Requirements: Please copy the entries below without any change, from the line containing "of the front" up to and including the line containing "<point>730,585</point>".

Records for this exercise:
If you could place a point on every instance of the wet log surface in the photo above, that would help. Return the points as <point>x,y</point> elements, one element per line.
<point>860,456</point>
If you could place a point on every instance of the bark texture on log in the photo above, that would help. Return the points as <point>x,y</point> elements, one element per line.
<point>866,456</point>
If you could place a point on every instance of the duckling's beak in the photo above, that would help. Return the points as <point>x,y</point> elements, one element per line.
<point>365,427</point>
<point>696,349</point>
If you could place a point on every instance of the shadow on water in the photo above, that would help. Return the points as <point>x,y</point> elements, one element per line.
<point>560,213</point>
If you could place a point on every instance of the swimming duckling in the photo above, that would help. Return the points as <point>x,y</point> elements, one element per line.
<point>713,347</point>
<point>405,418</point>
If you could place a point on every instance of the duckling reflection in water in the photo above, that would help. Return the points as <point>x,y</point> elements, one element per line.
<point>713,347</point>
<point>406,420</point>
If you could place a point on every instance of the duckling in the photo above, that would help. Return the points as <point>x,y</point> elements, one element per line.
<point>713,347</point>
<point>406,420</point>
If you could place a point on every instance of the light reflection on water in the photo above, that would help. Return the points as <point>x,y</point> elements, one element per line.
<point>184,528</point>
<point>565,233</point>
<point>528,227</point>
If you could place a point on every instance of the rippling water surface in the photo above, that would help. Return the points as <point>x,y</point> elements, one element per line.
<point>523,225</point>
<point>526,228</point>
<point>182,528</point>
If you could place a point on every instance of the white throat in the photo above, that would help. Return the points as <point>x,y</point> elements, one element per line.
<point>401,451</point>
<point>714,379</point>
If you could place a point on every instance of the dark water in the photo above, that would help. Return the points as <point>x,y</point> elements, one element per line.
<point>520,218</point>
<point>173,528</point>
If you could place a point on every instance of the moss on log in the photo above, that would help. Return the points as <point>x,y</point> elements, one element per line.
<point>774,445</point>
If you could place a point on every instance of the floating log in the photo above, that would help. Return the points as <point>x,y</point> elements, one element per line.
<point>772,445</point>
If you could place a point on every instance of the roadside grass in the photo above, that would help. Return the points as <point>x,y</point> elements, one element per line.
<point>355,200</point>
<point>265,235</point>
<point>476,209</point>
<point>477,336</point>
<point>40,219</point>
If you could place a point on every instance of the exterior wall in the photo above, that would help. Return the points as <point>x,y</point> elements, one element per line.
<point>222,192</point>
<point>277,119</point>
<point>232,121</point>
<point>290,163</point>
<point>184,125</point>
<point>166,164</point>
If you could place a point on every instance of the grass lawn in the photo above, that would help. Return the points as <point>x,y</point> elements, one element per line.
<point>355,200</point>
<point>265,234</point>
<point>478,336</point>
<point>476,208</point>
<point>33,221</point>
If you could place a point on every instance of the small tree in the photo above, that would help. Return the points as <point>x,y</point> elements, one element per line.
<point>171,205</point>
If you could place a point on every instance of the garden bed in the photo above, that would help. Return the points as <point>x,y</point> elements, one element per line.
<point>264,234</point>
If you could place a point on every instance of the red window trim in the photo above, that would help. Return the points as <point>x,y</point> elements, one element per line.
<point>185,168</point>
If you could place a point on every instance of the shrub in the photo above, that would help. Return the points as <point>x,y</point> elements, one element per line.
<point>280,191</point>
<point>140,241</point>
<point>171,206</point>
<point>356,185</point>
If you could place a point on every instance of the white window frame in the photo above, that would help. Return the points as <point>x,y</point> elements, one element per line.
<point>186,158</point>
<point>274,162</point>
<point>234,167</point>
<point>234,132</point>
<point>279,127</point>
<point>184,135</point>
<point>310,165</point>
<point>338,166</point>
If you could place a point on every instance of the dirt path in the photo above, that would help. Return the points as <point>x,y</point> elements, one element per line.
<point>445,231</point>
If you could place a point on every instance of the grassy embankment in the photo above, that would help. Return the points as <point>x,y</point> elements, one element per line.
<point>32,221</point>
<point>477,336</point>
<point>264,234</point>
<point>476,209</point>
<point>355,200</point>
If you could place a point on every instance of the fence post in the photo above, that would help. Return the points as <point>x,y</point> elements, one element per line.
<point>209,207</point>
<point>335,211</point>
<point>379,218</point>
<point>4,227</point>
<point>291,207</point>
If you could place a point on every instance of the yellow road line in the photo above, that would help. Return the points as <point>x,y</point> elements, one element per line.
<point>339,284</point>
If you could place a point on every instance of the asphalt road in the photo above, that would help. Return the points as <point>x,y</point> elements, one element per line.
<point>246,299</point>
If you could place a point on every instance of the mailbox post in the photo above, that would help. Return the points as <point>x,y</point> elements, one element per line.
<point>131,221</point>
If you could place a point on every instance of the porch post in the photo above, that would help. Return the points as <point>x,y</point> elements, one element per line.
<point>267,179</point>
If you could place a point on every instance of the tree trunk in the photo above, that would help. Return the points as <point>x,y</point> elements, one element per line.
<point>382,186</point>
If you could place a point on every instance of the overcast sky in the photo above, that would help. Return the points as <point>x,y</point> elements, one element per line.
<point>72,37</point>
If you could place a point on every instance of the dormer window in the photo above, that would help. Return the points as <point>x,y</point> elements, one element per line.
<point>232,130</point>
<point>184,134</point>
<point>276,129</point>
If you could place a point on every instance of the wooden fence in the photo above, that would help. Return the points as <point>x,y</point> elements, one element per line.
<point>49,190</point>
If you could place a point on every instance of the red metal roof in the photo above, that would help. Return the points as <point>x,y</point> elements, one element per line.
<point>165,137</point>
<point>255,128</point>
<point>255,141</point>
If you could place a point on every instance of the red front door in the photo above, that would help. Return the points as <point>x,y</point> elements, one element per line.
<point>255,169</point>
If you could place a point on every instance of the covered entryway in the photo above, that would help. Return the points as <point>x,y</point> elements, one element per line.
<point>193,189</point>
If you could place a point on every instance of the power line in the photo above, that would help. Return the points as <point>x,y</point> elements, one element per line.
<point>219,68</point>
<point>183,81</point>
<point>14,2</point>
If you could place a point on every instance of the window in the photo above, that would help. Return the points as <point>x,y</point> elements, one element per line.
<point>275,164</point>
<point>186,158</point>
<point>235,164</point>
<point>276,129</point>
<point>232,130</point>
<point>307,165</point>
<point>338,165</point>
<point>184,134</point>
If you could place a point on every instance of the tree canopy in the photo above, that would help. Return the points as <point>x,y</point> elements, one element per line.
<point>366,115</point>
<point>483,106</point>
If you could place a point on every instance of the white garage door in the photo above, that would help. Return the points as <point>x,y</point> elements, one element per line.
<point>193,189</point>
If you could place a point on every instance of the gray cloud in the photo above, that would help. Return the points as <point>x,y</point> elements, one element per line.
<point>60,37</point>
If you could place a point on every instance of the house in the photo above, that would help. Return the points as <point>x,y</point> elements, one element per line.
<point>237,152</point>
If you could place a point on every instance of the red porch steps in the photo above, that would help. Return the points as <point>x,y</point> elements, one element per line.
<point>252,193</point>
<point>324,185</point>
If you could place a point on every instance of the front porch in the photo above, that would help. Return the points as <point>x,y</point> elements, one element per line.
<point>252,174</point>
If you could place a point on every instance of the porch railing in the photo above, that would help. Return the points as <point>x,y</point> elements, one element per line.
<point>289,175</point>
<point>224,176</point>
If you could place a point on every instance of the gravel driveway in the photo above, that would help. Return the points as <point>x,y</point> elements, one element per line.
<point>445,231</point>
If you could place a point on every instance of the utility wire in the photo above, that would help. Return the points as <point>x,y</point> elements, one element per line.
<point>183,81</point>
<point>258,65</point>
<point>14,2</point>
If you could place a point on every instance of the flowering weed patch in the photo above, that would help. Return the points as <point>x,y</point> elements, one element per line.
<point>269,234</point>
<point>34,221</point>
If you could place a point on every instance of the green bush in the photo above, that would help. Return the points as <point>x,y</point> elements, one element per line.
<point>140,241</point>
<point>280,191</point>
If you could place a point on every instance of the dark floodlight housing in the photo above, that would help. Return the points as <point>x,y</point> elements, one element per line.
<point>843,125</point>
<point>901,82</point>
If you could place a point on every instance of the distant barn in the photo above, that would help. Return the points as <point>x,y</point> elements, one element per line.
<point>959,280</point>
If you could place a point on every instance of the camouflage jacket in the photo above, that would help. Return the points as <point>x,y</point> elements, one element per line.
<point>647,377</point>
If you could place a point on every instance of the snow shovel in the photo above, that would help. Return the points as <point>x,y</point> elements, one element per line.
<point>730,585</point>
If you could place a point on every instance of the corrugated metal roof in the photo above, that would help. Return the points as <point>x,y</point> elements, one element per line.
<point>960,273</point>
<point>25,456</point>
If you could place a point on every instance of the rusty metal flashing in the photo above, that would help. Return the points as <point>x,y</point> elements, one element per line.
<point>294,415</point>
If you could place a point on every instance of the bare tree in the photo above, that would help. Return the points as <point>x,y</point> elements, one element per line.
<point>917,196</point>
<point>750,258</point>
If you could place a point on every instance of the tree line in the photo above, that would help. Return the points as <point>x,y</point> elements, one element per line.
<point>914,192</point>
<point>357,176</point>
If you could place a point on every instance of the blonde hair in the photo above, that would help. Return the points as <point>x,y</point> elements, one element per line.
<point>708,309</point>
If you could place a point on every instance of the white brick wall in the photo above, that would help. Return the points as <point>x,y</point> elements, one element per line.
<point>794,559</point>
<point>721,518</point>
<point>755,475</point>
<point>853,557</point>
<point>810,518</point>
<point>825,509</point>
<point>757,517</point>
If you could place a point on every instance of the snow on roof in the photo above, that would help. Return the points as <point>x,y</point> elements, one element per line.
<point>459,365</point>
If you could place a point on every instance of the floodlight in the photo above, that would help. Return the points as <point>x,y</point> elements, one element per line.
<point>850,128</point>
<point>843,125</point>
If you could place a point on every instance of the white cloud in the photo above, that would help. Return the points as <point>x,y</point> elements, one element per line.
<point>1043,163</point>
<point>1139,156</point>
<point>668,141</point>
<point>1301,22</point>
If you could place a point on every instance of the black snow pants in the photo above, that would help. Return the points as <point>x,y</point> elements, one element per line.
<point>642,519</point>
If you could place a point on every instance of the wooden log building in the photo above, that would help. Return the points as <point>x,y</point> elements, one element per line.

Task output:
If you could place a point on every instance of the front porch in the photo above, that would help. Return the points as <point>x,y</point> elements, one element per line.
<point>252,174</point>
If you could place a point on every instance of the porch railing in the photo above, that would help. Return the points as <point>x,y</point> elements, one element per line.
<point>289,175</point>
<point>224,176</point>
If you could place a point on every instance of the gravel driveway in the photo above, that would help. Return the points as <point>x,y</point> elements, one element per line.
<point>445,231</point>
If you could place a point on every instance of the utility wire in the photo above, that would help. Return the points as <point>x,y</point> elements, one element per line.
<point>183,81</point>
<point>258,65</point>
<point>14,2</point>
If you could place a point on every instance of the flowering weed patch in the photo above, that would help. Return the points as <point>x,y</point> elements, one element per line.
<point>269,234</point>
<point>34,221</point>
If you could place a point on every instance of the green bush in the photo above, that would help. Return the points as <point>x,y</point> elements, one element per line.
<point>140,241</point>
<point>280,191</point>
If you could place a point on every instance of the dark floodlight housing in the photo above, that would help. Return the points as <point>x,y</point> elements, one element per line.
<point>843,125</point>
<point>901,82</point>
If you could place a point on every instance of the distant barn in the photo above, that would help. Return the points as <point>x,y</point> elements, one element per line.
<point>959,280</point>
If you could place a point on every instance of the camouflage jacket in the photo above, that would help. Return the points as <point>x,y</point> elements, one element per line.
<point>647,377</point>
If you could place a point on every instance of the snow shovel in the photo above, that would help. Return the points as <point>x,y</point> elements, one element per line.
<point>730,585</point>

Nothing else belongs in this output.